Ever wondered what wedding photographers get up to during the week? Here’s my life as a wedding photographer laid bare…

My desk (now moved house but this is a much better-looking desk than my current sofa setup) And Kirby
This post was originally written in 2016. It’s been updated for 2020 – updates are in bold italics.
What do wedding photographers get up to during the week? What do we worry about? How do we not go crazy working from home? Here’s my life as a wedding photographer laid bare…
I won’t lie: most days I’m at home in my pyjamas (still true). My colleagues are my two cats Loki and Kirby who do a great job of telling me when lunchtime is (still very true). I eat cereal for lunch (now replaced with a faffy diet that involves various methods of cooking, lots of time and lots of mess) and drink many cups of tea (still true but always decaf now). I tend to get dressed when Thomas messages me to say he’s on his way home. (Thomas replaced by Todd, and he’s as lazy as me so we’ve designated certain pyjama-like outfits as our home clothes so we don’t feel like slobs while actually being total slobs)
But let’s go back a bit and start my week on a Friday night, which is when my working week really starts.
The day before a wedding I make sure all my batteries are charged and do my most hated task – formatting memory cards. I have 30 memory cards and most are 64gb (I’ve now added 128gb to the family, because I shoot more), which stores around 2500 photos, but I burn through those babies like wildfire, so every week I find myself having to format cards. I hate doing this partly because it’s scary deleting photos and partly because I go through every single image against the ones on my screen to check they’re all there and it takes ages (I’m far too lazy – but more trusting in my newer cards – to do this now)! I also print out all the info I need for the wedding, such as group photos, timings, phone numbers and addresses. (nope – a screengrab makes do these days. God, I was organised back then!)

Extracted material -
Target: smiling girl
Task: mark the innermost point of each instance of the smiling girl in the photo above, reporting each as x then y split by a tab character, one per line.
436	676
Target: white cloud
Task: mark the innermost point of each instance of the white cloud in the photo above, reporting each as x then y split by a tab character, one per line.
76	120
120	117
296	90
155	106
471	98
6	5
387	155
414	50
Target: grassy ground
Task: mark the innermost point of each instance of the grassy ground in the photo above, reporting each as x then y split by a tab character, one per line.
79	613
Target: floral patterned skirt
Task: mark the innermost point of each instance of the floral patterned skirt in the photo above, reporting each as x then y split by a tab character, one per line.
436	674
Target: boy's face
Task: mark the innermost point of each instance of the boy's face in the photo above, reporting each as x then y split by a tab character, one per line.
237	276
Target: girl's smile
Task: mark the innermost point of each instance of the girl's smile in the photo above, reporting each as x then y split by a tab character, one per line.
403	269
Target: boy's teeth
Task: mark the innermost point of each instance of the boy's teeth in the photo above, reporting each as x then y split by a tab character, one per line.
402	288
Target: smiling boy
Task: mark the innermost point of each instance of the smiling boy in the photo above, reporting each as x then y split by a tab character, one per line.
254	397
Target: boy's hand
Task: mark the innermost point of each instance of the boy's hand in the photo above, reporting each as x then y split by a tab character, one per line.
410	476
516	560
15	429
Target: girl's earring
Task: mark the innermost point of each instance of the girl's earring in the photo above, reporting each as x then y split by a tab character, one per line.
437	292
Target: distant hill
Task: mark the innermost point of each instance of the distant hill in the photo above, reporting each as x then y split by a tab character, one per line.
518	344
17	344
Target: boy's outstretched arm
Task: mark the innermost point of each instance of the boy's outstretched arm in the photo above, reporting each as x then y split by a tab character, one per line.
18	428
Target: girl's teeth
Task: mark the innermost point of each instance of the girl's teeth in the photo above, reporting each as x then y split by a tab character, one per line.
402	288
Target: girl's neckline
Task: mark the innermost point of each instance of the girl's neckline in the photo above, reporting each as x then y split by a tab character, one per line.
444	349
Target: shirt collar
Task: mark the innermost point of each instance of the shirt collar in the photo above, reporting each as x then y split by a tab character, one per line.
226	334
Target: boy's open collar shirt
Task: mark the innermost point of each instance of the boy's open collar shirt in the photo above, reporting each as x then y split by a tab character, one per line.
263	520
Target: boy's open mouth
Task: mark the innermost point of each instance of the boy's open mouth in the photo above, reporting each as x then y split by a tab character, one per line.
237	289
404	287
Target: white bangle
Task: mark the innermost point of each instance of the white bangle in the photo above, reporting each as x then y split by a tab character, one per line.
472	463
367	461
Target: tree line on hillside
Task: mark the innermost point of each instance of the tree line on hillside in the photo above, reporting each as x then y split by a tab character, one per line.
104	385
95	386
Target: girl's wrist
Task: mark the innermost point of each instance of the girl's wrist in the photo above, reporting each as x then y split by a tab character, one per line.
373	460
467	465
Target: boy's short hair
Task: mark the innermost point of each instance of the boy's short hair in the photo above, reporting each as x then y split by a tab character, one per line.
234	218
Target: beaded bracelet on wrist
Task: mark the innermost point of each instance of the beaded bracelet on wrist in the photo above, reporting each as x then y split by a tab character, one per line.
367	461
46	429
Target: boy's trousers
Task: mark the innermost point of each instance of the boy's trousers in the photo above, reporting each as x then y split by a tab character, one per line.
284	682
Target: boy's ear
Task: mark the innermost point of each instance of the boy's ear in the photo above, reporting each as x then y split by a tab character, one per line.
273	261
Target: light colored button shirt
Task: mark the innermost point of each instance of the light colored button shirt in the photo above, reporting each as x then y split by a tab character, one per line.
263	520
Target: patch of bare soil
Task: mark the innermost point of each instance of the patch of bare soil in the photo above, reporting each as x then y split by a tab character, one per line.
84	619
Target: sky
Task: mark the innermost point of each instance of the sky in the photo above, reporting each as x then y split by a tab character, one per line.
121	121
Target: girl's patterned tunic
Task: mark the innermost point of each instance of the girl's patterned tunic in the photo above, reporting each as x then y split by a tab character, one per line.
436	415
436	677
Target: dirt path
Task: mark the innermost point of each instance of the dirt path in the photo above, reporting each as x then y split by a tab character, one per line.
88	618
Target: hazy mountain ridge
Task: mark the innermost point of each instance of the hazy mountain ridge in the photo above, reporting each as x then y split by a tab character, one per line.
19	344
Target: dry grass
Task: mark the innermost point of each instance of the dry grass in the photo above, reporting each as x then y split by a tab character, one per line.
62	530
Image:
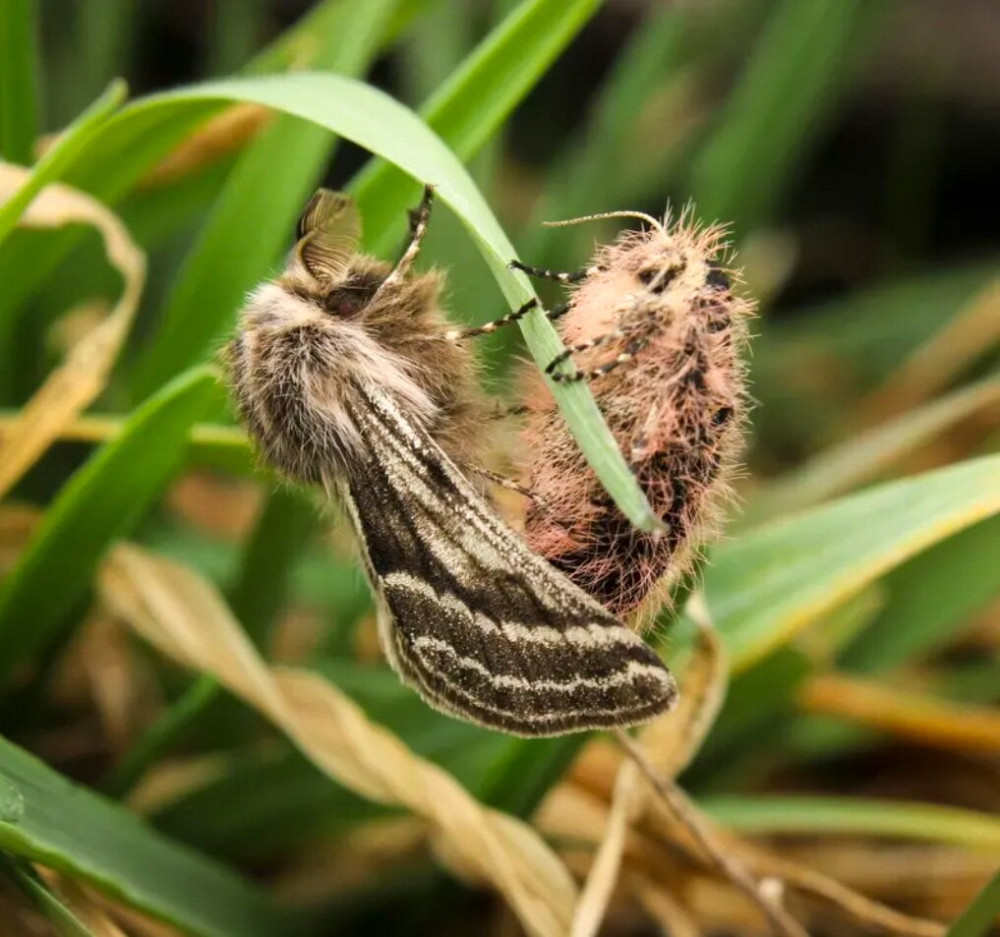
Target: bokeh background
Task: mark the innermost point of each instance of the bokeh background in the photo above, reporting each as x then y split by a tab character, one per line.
851	147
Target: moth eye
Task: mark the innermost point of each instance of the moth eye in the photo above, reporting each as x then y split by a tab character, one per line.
658	279
717	279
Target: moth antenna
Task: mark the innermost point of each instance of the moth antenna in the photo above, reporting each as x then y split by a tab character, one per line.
641	215
418	228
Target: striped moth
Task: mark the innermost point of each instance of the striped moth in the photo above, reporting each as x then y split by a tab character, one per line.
347	376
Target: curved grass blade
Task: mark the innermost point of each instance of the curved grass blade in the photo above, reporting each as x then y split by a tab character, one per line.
383	126
805	57
70	143
773	581
253	215
73	830
473	103
103	501
856	816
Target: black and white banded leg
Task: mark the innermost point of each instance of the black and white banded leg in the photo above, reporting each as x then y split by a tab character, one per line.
541	273
418	228
457	335
631	350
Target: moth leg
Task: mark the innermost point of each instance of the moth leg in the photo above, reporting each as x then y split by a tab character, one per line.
631	350
457	335
541	273
503	482
418	228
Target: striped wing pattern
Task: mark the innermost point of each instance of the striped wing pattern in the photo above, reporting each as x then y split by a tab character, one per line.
481	626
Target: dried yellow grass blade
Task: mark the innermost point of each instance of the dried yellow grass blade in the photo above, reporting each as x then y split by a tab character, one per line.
671	741
924	719
186	619
72	386
671	915
83	904
600	884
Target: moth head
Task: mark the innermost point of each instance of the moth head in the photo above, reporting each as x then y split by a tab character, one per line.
326	256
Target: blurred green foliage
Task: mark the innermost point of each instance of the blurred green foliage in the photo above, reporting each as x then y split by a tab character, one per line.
730	104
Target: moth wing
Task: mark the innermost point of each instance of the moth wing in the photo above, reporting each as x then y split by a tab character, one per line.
479	624
329	232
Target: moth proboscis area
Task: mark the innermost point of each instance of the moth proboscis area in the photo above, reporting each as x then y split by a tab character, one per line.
346	374
655	328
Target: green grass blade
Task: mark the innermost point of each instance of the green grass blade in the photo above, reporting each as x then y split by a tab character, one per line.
937	591
380	124
862	816
18	80
50	167
72	830
283	532
864	456
253	216
103	501
803	60
64	922
474	102
978	919
773	581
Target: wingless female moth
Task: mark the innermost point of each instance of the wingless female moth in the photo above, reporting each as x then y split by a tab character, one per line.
348	376
655	328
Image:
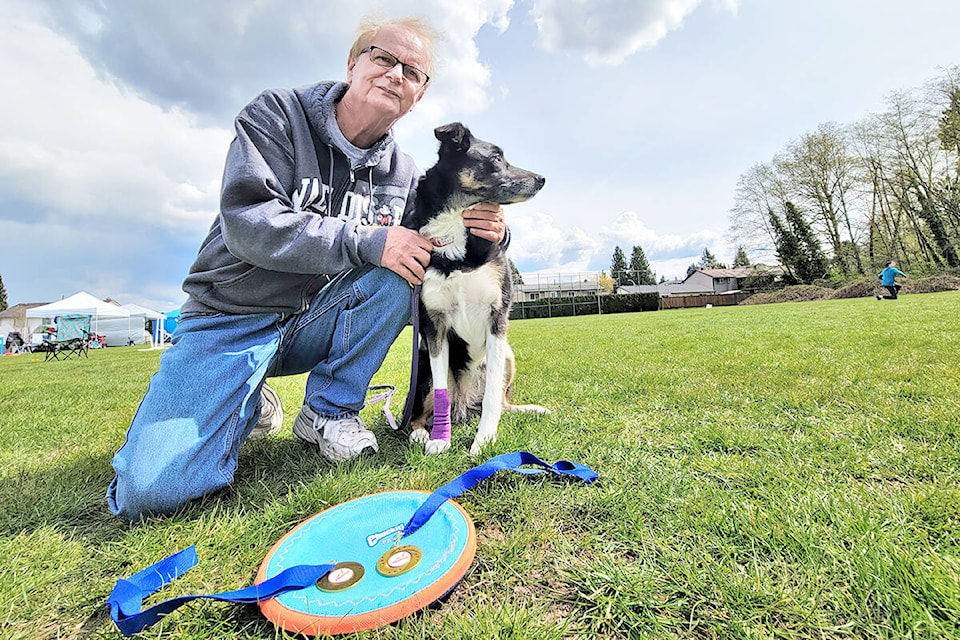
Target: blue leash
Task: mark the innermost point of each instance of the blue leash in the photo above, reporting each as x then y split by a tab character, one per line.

Direction A - Recast the listing from the line containing "Target: green grass blade" through the end of the listing, both ends included, as a JSON list of strings with one string per line and blank lines omitted. Leave the pictures out.
Direction B - Continue the post about a wedding photographer's working week from the point where it stops.

Exercise result A -
[
  "Target: green grass blade",
  "Task: mark the innermost point of each instance of the green grass blade in the photo above, reporting each as x then y split by a tab character, one per line.",
  "937\t591",
  "380\t124",
  "862\t816",
  "18\t80",
  "50\t167",
  "72\t830",
  "283\t532",
  "864\t456",
  "253\t216",
  "103\t501",
  "803\t60",
  "64\t922",
  "474\t102",
  "978\t919",
  "773\t581",
  "Target: wingless female moth",
  "Task: mark the innermost point of each instance of the wingless female moth in the photo above, reporting each as x then y split by a tab character, one per line.",
  "348\t376",
  "655\t328",
  "Image:",
  "Target: blue leash",
  "Task: mark the innermost point of each instance of the blue leash in the photo above, reporting each as x then y split by a tab character, one per line."
]

Exercise result B -
I then pack my bag (I own every camera bag going, but since moving to Fuji I’ve found the fjallraven Kanken bag to be the winner (Wow I don’t even remember using this as a camera bag, and can’t believe I did that – it’s so flimsy! I now use the Vinta camera bag which is solid and comfy and super secure). It’s a normal backpack but you can buy an insert to protect all your camera gear (ignore this, terrible advice), and I can even fit an Amazon tripod in there (that thing did not last). (I realised only recently that I only use a tripod as a more steady light stand so don’t need a bells and whistles tripod – the one I use is £13 and weighs basically nothing!) (I now use random wedding guests as a flash-holder, or the bar, tables or mantlepiece at a venue.)

Photo by Holly Rose Stones
So I pack my bag the night before – here’s a rundown of the kit I take to every wedding:
- 2x Fujifilm XPro2 cameras (wow, XPro2… this camera is like a dinosaur compared to the Fujifilm XT3 cameras I use now)
- 18/27mm f2 lens (I use this 90% of the day – it’s tiny and light so I can be super sneaky!) (Still use and love this lens although probably more like 30% of the day)
- 23/35mm 1.4 lens (replaced this with the 35/50mm – I use this most of the day)
- 56/85mm 1.2 lens (perfect for portraits) (Still use and love this lens)
- 2x Nissin i40 flashguns (also tiny) (they died, so badly. They were pretty shoddy. I now use Godox flashes which are a world away in terms of what they can do, such as triggering each other)
- 2x Cactus triggers (so I can trigger the flash off the camera during the first dance or rain photos) (not needed now I have Godox)
- Amazon tripod (hahaha. What a flimsy piece of rubbish that was – and why was I lugging so much stuff around?)
- Think Tank pouch I wear on a belt to carry lenses/snacks (which I always forget – being sugar-free almost vegan (HAHAHAHAHAHAHAHA) makes it hard to find portable snacks!)/phone/list of group photos and timings (I now use this pouch to carry many snacks, and my phone)
- Spider holster belt to hang my cameras from – no straps for me! (yup, still love!)
- I also have a Think Tank memory card wallet hanging off the belt where I store all my used and unused memory cards – used go face in, unused face out! (still do this)

My baby (not any more, it’s now in the hands of a random buyer – and why is it set to manual focus in this pic?! Who was I?)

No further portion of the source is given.